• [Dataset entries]
=======

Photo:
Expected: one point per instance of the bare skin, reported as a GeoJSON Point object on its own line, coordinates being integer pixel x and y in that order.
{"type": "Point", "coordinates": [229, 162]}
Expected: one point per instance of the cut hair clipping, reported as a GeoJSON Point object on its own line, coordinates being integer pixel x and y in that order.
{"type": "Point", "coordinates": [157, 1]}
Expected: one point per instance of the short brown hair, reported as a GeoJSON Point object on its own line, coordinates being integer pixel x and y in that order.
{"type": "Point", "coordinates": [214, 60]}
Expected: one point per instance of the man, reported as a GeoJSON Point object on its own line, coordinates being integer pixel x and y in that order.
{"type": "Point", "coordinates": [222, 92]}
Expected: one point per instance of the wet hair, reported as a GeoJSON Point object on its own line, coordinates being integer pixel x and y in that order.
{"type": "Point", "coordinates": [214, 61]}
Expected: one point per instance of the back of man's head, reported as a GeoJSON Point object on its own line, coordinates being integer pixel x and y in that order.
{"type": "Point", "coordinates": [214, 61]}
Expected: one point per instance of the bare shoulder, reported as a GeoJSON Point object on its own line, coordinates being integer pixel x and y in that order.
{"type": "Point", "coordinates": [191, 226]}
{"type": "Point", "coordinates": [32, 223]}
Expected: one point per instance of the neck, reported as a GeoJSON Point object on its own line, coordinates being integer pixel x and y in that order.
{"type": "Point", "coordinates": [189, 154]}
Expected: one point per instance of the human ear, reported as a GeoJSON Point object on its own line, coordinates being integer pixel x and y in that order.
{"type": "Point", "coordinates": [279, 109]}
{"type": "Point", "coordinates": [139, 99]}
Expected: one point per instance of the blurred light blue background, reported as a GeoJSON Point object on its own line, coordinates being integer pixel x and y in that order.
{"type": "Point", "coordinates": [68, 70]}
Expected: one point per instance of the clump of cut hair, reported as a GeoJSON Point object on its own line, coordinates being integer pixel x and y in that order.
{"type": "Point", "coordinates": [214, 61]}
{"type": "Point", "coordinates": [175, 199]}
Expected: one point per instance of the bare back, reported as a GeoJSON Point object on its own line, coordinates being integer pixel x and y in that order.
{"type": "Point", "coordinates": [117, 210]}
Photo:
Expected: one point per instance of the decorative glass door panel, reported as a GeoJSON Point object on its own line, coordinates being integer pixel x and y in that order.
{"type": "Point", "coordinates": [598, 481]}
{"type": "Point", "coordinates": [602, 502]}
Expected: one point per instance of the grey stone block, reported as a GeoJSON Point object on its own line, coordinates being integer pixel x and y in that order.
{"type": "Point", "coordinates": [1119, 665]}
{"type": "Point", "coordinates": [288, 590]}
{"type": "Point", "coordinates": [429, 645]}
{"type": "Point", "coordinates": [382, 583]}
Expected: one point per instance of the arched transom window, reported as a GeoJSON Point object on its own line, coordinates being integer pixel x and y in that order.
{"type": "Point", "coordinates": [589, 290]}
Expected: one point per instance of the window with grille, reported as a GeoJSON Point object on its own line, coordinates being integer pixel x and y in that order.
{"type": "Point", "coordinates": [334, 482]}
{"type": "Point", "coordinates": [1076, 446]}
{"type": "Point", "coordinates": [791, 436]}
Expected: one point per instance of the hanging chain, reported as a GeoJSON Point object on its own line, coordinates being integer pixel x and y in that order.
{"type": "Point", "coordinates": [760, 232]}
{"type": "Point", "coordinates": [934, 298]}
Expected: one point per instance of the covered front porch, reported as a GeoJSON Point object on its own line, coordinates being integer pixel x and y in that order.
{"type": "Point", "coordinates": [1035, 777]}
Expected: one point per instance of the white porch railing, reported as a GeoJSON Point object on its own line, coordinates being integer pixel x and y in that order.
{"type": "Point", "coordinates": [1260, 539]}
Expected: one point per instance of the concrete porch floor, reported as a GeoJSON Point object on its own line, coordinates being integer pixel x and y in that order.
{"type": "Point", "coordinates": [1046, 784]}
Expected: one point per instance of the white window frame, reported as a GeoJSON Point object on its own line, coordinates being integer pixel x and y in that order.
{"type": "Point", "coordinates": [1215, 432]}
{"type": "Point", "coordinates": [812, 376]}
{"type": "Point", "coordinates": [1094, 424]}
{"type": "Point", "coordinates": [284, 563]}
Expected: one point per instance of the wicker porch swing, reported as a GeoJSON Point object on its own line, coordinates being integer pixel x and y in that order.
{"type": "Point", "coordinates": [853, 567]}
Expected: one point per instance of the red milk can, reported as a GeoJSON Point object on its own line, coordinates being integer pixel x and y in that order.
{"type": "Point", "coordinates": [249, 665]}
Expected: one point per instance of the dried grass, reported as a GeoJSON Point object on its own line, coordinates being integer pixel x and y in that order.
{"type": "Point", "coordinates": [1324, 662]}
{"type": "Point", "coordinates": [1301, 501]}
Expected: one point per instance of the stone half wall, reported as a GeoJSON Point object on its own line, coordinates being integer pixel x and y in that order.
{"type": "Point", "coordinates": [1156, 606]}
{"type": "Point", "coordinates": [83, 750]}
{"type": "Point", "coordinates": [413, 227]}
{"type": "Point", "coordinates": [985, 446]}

=======

• [WORK TASK]
Give back every entry, unchanged in any way.

• [RESPONSE TO THE TASK]
Photo:
Expected: one point per instance of the bare skin, reported as a GeoJSON Point object on its own line, coordinates being integer pixel x and y in that order.
{"type": "Point", "coordinates": [229, 162]}
Expected: one point per instance of the cut hair clipping, reported as a GeoJSON Point object on its own line, coordinates being integer pixel x and y in that order.
{"type": "Point", "coordinates": [157, 1]}
Expected: one point per instance of the short brown hair, reported as a GeoJSON Point object on its own line, coordinates being integer pixel x and y in that order.
{"type": "Point", "coordinates": [214, 60]}
Expected: one point per instance of the man, reported as a GeoJSON Point object on its own line, coordinates being integer pixel x and y in that order.
{"type": "Point", "coordinates": [222, 92]}
Expected: one point per instance of the wet hair, reported as a GeoJSON Point object on its own line, coordinates being integer pixel x and y in that order.
{"type": "Point", "coordinates": [214, 61]}
Expected: one point per instance of the back of man's head, reported as a GeoJSON Point object on its own line, coordinates being integer pixel x and y in that order.
{"type": "Point", "coordinates": [214, 61]}
Expected: one point per instance of the bare shoulder, reported as a GeoJSON Point object on its own line, coordinates being integer pixel x and y in that order.
{"type": "Point", "coordinates": [191, 226]}
{"type": "Point", "coordinates": [32, 223]}
Expected: one point per instance of the neck, reported as a GeoJSON Point object on its own line, coordinates being integer pixel x and y in that order.
{"type": "Point", "coordinates": [189, 154]}
Expected: one point per instance of the human ear, reported as a GeoJSON Point object on its own line, coordinates being integer pixel x and y in that order.
{"type": "Point", "coordinates": [279, 109]}
{"type": "Point", "coordinates": [139, 99]}
Expected: one point per instance of the blurred light blue background, reported as a GeoJSON Point object on its own line, coordinates being integer pixel x and y in that order.
{"type": "Point", "coordinates": [68, 70]}
Expected: one point per instance of the clump of cut hair, reported as a GeoJSON Point object on its own line, coordinates being integer pixel x and y in that order.
{"type": "Point", "coordinates": [214, 61]}
{"type": "Point", "coordinates": [175, 199]}
Expected: one point per instance of the bare back, reported as a GeoJSON Point object on its own line, coordinates being integer pixel x and y in that order.
{"type": "Point", "coordinates": [117, 210]}
Photo:
Expected: one point per instance of the decorative glass door panel, reported as a GeoJSON Point object on its own line, coordinates being integer pixel x and y in that order.
{"type": "Point", "coordinates": [598, 481]}
{"type": "Point", "coordinates": [602, 502]}
Expected: one point per instance of the grey stone block, reported as a GeoJSON Point object on its own line, coordinates being integer pixel x and y in that order.
{"type": "Point", "coordinates": [1119, 665]}
{"type": "Point", "coordinates": [288, 590]}
{"type": "Point", "coordinates": [429, 645]}
{"type": "Point", "coordinates": [382, 583]}
Expected: one point per instance of the arched transom window, reported as a GeoJSON Point object on its own line, coordinates being integer pixel x and y in that order.
{"type": "Point", "coordinates": [589, 290]}
Expected: one point per instance of the window with grille, reported as a GeoJSON Point object on its own line, coordinates being integer pixel x and y in that order.
{"type": "Point", "coordinates": [334, 482]}
{"type": "Point", "coordinates": [1076, 446]}
{"type": "Point", "coordinates": [791, 436]}
Expected: one point per instance of the hanging chain, reported as a GeoJSON Point object on its own line, coordinates being integer pixel x and y in that order.
{"type": "Point", "coordinates": [760, 232]}
{"type": "Point", "coordinates": [934, 298]}
Expected: one point per instance of the covered front porch, reported as a GeoJSON Point object on its own line, coordinates being integer pixel x and y in that order.
{"type": "Point", "coordinates": [1035, 777]}
Expected: one point per instance of the white porch railing, reported as a GeoJSON Point object on its own line, coordinates being integer pixel x and y in that order.
{"type": "Point", "coordinates": [1260, 539]}
Expected: one point per instance of the concrete porch floor, reported as a GeoJSON Point object on its own line, coordinates being integer pixel x and y in that order.
{"type": "Point", "coordinates": [1046, 784]}
Expected: one point per instance of the white window frame, reported as a GeoJSON Point object on its own line, coordinates being integer pixel x and y in that order.
{"type": "Point", "coordinates": [1215, 432]}
{"type": "Point", "coordinates": [812, 376]}
{"type": "Point", "coordinates": [1094, 424]}
{"type": "Point", "coordinates": [284, 563]}
Expected: one point per instance of the wicker porch swing, reported as a GeoJSON Point object on its own line, coordinates being integer pixel x and y in that order.
{"type": "Point", "coordinates": [853, 567]}
Expected: one point per instance of the red milk can, reported as a GeoJSON Point object on its own line, coordinates being integer pixel x and y in that order.
{"type": "Point", "coordinates": [249, 665]}
Expected: one point per instance of the dried grass, reported as a GeoJSON Point object on its own line, coordinates being integer pixel x and y in that order.
{"type": "Point", "coordinates": [1324, 662]}
{"type": "Point", "coordinates": [1301, 501]}
Expected: one point per instance of the stone half wall, reported as a GeoJSON Point object on its own line, coordinates being integer pixel x and y in that order.
{"type": "Point", "coordinates": [1156, 606]}
{"type": "Point", "coordinates": [83, 750]}
{"type": "Point", "coordinates": [413, 227]}
{"type": "Point", "coordinates": [985, 446]}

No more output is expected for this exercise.